BEGIN
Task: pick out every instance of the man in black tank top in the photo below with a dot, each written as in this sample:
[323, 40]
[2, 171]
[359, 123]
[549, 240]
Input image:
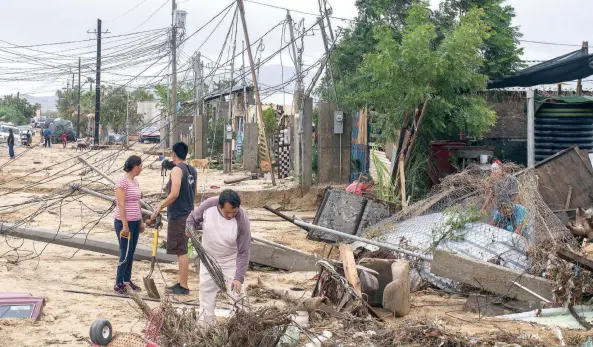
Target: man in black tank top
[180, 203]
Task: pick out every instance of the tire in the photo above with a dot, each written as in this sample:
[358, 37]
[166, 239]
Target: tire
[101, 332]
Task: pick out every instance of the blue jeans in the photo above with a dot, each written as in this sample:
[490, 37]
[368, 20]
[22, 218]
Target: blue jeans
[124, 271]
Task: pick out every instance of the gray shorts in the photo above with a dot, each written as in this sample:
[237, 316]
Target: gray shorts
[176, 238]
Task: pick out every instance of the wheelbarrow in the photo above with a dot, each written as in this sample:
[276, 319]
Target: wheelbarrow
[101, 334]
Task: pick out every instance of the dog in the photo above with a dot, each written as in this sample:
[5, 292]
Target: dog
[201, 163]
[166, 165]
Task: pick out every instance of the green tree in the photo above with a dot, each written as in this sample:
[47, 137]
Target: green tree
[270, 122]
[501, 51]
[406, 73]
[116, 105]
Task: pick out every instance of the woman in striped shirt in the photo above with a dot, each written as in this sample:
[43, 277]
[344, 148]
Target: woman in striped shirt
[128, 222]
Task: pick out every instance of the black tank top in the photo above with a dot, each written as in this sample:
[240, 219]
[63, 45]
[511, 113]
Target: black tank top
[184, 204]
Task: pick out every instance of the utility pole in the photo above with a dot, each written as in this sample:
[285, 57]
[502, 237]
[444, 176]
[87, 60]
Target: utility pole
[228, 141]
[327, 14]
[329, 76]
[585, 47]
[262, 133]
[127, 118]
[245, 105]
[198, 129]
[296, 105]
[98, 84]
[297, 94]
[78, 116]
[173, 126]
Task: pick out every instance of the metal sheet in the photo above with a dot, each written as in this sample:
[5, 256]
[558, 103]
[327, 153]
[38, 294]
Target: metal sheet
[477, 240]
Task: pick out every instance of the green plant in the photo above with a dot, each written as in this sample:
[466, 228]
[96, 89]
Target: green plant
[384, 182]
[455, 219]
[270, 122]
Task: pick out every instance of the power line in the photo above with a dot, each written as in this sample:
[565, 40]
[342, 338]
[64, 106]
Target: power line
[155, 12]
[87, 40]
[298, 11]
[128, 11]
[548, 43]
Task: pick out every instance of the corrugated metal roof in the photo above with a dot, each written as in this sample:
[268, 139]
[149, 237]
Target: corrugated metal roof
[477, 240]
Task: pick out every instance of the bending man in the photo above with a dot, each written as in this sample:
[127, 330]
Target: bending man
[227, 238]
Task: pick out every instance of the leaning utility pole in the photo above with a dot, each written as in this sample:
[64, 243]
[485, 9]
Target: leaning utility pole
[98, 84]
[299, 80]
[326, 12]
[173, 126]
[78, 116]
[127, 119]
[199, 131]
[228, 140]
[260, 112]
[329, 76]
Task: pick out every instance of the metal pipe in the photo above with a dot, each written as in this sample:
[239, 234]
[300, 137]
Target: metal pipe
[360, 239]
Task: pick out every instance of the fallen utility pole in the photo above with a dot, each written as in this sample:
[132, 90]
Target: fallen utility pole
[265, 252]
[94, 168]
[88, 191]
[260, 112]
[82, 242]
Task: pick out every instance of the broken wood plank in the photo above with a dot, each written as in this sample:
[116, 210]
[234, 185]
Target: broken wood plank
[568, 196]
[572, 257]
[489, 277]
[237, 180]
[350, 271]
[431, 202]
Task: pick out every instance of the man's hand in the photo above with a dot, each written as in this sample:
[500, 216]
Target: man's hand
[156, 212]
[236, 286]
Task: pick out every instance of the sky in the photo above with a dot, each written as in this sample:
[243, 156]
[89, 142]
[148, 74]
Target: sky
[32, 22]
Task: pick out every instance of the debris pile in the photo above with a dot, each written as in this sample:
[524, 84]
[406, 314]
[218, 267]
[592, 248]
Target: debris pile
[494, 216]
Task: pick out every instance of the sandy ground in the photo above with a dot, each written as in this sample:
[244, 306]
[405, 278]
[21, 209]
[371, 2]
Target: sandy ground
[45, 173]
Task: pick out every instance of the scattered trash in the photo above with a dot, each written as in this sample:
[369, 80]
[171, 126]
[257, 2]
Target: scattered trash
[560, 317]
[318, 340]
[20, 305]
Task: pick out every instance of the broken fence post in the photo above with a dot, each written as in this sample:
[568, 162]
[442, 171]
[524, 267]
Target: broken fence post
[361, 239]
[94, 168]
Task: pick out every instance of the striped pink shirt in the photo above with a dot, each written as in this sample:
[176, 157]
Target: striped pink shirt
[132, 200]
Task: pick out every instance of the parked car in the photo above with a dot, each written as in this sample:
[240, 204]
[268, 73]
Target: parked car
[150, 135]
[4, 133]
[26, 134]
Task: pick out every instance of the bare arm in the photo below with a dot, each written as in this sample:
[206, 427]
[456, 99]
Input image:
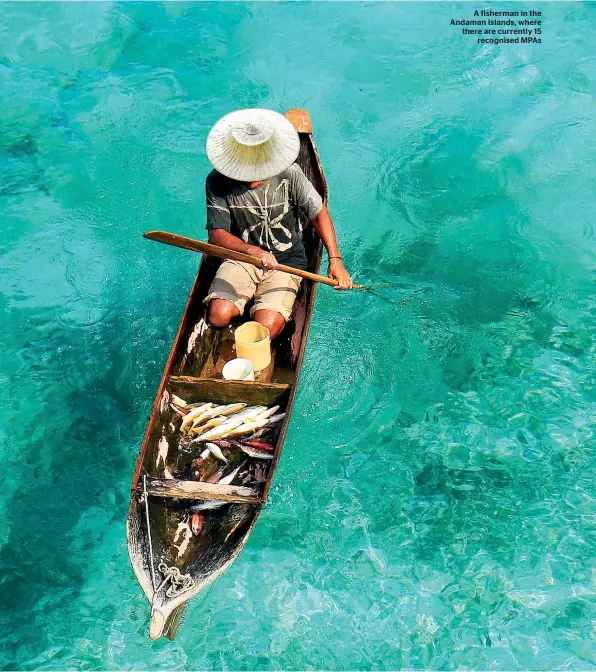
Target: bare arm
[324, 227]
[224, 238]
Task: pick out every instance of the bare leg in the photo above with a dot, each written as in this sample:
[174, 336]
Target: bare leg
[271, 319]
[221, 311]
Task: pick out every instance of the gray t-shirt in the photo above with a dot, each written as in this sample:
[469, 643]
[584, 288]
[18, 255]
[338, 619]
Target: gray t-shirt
END
**EXERCISE GOAL:**
Would you please copy the material exactly, leaving all the pictures out?

**ANSWER SECTION:**
Task: pick out every instance of the man in black tank top in the photo below with a dot, each written as in this sample:
[323, 40]
[2, 171]
[359, 123]
[549, 240]
Input image:
Target: man in black tank top
[180, 203]
Task: pick out every instance of the tire in the photo above with a dot, each written as in this sample:
[358, 37]
[166, 239]
Target: tire
[101, 332]
Task: pick out every instance of the blue jeans in the photo above with a dot, each written as in this sample:
[490, 37]
[368, 20]
[22, 218]
Target: blue jeans
[124, 271]
Task: pick out every instance of the gray shorts in the photo above with a dot, each written as in this sample:
[237, 316]
Target: gray shorts
[176, 238]
Task: pick out every instance of the wheelbarrow in the photo above with a dot, each written as in this sample:
[276, 319]
Target: wheelbarrow
[101, 334]
Task: pick out every instance of the dog in the photo above with a dot, each written as in this sample:
[5, 292]
Target: dog
[201, 163]
[166, 165]
Task: pick out every instance of the green tree in the photo above with a dot, each written as in this sample:
[47, 137]
Target: green tree
[270, 122]
[501, 51]
[406, 73]
[116, 105]
Task: pick out every instance of the woman in striped shirt in the photo above with a dot, each written as in this sample:
[43, 277]
[344, 148]
Target: woman in striped shirt
[128, 222]
Task: pick out every instance of the black tank top in the photo above with a dot, each written as in this sample:
[240, 219]
[63, 45]
[511, 113]
Target: black tank top
[184, 204]
Task: pick out every instance of the utility pole in the photo above with a dot, each written as in this sample:
[285, 57]
[502, 237]
[444, 176]
[87, 60]
Target: utility pole
[228, 141]
[327, 14]
[329, 76]
[585, 47]
[262, 133]
[127, 118]
[245, 105]
[198, 129]
[296, 105]
[98, 84]
[297, 94]
[78, 116]
[173, 126]
Task: pick out every instance of the metal sheet in the photo above with a dot, each written as in this sample:
[5, 256]
[558, 103]
[327, 153]
[38, 294]
Target: metal sheet
[477, 240]
Task: pick out every instance of the green plant in the photo above with a dot, each written as in this sample:
[466, 228]
[96, 89]
Target: green plant
[384, 182]
[455, 219]
[270, 122]
Task: pick out every instance of the power line in the photo above with a dot, each written as in this sample:
[565, 40]
[342, 338]
[64, 106]
Target: power line
[155, 12]
[87, 40]
[298, 11]
[128, 11]
[548, 43]
Task: pick out every instance of the corrugated metal roof in the photo above with a dot, each written as in this sample:
[268, 139]
[149, 237]
Target: corrugated metal roof
[477, 240]
Task: pick out every instance of the bending man in the photo above with a dot, each written as in this sample:
[127, 330]
Target: bending man
[227, 238]
Task: pick out every instance of the leaning utility pole in the photo above with a dot, each written as in this sample:
[64, 243]
[485, 9]
Target: leaning utility pole
[98, 84]
[299, 80]
[326, 12]
[173, 126]
[78, 116]
[127, 119]
[199, 131]
[228, 140]
[260, 112]
[329, 76]
Task: pick out every instance of the metal pipe in the photo above with a dot, each written as in this sample:
[239, 234]
[300, 137]
Target: metal pipe
[360, 239]
Task: pick out every instance of the fallen utility pole in the photo above with a dot, each written as in this sample:
[132, 90]
Target: fallen utility pole
[265, 252]
[94, 168]
[88, 191]
[260, 112]
[82, 242]
Task: pick out every instance of the broken wood plank in the photo above with a dot, each written as in this sample:
[116, 210]
[234, 185]
Target: broken wood plank
[568, 196]
[572, 257]
[489, 277]
[237, 180]
[350, 271]
[431, 202]
Task: pick out every instance of the man's hand in the photo above with a dot, each written as in this sample:
[500, 216]
Target: man's hand
[156, 212]
[236, 286]
Task: pick out every instance of the sky in the photo above with a dot, each written as in this sample:
[243, 156]
[89, 142]
[148, 74]
Target: sky
[32, 22]
Task: pick out every instance of the debris pile in the photo above with a dot, each written as in this sample:
[524, 84]
[406, 314]
[218, 267]
[592, 248]
Target: debris pile
[494, 216]
Task: pick out every instance of the sandy ground in the photo above with a dot, each written as in this sample:
[244, 306]
[405, 278]
[21, 209]
[371, 2]
Target: sandy ground
[45, 173]
Task: pick out every instance of the scattered trash in the photo above with a dot, each written as in this sample:
[369, 80]
[171, 126]
[257, 2]
Target: scattered trash
[560, 317]
[318, 340]
[20, 305]
Task: pick out every instance of the broken fence post in the photo above with a dot, each written as in this sample:
[568, 162]
[442, 171]
[524, 267]
Target: broken fence post
[361, 239]
[94, 168]
Task: pick out every instance of the striped pink shirt in the photo above with a dot, each written as in this sample:
[176, 157]
Target: striped pink shirt
[132, 200]
Task: pick out every instance of the parked car in the photo above with a dot, each written as in this sample:
[240, 204]
[268, 73]
Target: parked car
[150, 135]
[4, 133]
[26, 134]
Task: pick out every instance of the bare arm in the photo below with a dot, each written as in this sample:
[206, 427]
[456, 99]
Input image:
Target: bare arm
[324, 227]
[224, 238]
Task: pick out every instance of the bare leg in the photo above with a dot, each written as in this sample:
[174, 336]
Target: bare leg
[271, 319]
[221, 311]
Task: pick out every instance of the gray t-shirt in the photo above with a dot, each written as in this sample:
[469, 643]
[584, 288]
[18, 255]
[338, 619]
Target: gray t-shirt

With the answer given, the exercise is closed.